## DATA SHOWN

=== Begin Enclosure ===

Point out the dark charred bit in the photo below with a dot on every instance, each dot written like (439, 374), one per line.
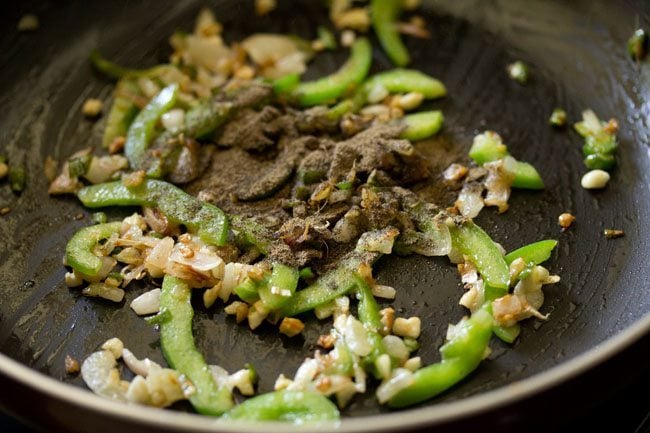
(377, 147)
(280, 171)
(250, 130)
(314, 120)
(269, 182)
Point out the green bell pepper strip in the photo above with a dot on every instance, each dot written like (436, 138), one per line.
(329, 286)
(472, 241)
(286, 84)
(283, 278)
(460, 356)
(177, 342)
(420, 126)
(537, 252)
(331, 87)
(122, 111)
(394, 81)
(142, 129)
(384, 15)
(599, 161)
(204, 219)
(406, 81)
(78, 251)
(488, 149)
(508, 334)
(297, 407)
(369, 315)
(248, 290)
(201, 121)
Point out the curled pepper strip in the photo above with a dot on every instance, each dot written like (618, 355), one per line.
(472, 241)
(369, 315)
(177, 342)
(393, 81)
(460, 356)
(78, 251)
(297, 407)
(330, 88)
(420, 126)
(407, 80)
(206, 220)
(281, 286)
(537, 252)
(122, 112)
(384, 15)
(142, 128)
(334, 283)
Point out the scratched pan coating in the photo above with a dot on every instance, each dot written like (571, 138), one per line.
(577, 56)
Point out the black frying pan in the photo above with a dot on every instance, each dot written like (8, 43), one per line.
(578, 58)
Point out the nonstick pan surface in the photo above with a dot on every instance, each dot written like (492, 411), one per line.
(578, 60)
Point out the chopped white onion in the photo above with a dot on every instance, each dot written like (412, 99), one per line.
(380, 241)
(147, 303)
(141, 367)
(173, 120)
(385, 292)
(396, 348)
(99, 372)
(400, 379)
(356, 337)
(470, 200)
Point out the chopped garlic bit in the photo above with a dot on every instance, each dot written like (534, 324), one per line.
(526, 299)
(595, 179)
(147, 303)
(291, 326)
(159, 387)
(565, 220)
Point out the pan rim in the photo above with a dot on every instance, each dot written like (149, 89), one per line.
(420, 417)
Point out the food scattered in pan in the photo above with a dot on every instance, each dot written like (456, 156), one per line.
(519, 71)
(272, 197)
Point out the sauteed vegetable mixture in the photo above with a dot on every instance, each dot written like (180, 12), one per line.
(271, 197)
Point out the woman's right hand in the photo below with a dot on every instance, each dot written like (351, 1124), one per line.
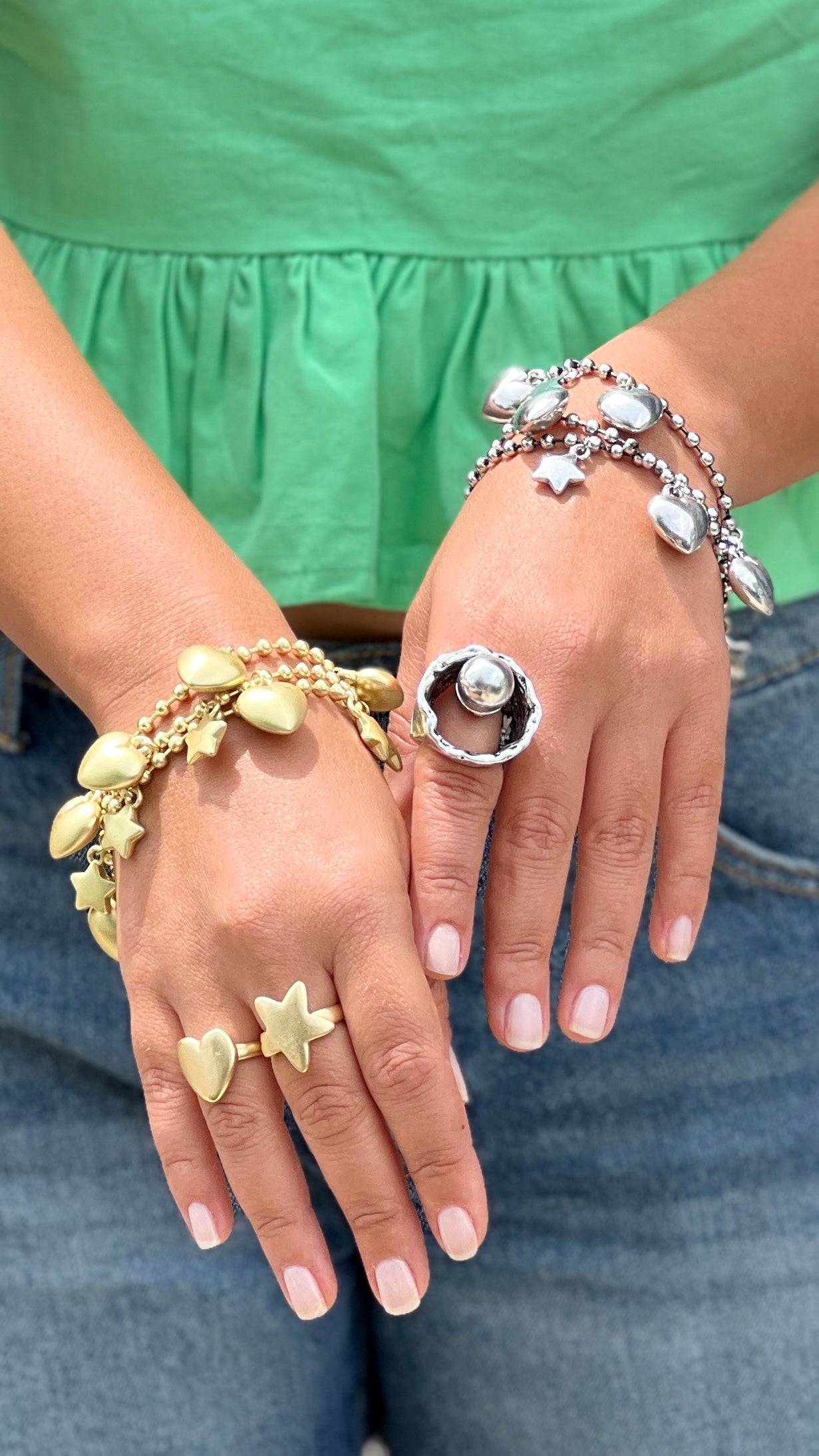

=== End Enclosure ===

## PROBLEM REQUIREMENTS
Reproduce all of the entries exactly as they appear, though any picture they include must be omitted.

## THE ANSWER
Point out the dark charred bit in the photo below with a dot on every instance, each dot written like (439, 374), one per line.
(377, 147)
(280, 171)
(250, 130)
(314, 120)
(269, 182)
Point out the green bell pepper strip in the photo above with a dot on every instance, each dot written like (436, 138), one per line.
(329, 286)
(472, 241)
(286, 84)
(283, 278)
(460, 356)
(177, 342)
(420, 126)
(537, 252)
(331, 87)
(122, 111)
(394, 81)
(142, 129)
(384, 15)
(599, 161)
(204, 219)
(406, 81)
(78, 251)
(488, 149)
(508, 334)
(297, 407)
(369, 315)
(248, 290)
(201, 121)
Point out the curled pepper strip in the photo above with a dot on every instance, each dot written like (618, 355), one per line.
(472, 241)
(369, 315)
(177, 342)
(393, 81)
(460, 356)
(78, 251)
(297, 407)
(330, 88)
(420, 126)
(407, 80)
(206, 220)
(281, 286)
(537, 252)
(122, 112)
(384, 15)
(142, 128)
(334, 283)
Point out the scratched pan coating in the photo above with a dot on every instance, each dot written like (571, 138), one per line.
(577, 56)
Point out the black frying pan in the photo above with a dot on every instance, each dot written like (8, 43), one per line.
(578, 58)
Point out the nonstick pan surface in the photo above with a dot on every instance, each dot written like (492, 411), one per line.
(578, 60)
Point out the chopped white onion in the photo above with a dot on every instance, each dot written like (412, 99), one per line.
(380, 241)
(147, 303)
(141, 367)
(173, 120)
(385, 292)
(396, 348)
(99, 372)
(400, 379)
(356, 337)
(470, 200)
Point out the chopped garlic bit in the photo above with a dot on every instance, each dot written like (534, 324), one per line.
(526, 299)
(595, 179)
(147, 303)
(291, 326)
(159, 387)
(565, 220)
Point out the pan rim in the photo above with a dot on every instance, each dot written like (149, 89), one per line.
(420, 417)
Point out the food scattered in pan in the photo above with a dot on every instance, each dot written like (456, 156), one per line.
(519, 71)
(272, 197)
Point out the sauteed vegetable mixture in the photo above with a dot on every instance, each dot written like (180, 12), one per line.
(271, 197)
Point out the woman's right hand in the photo below with a dot on every instance, each dot written like (351, 1124), one per line.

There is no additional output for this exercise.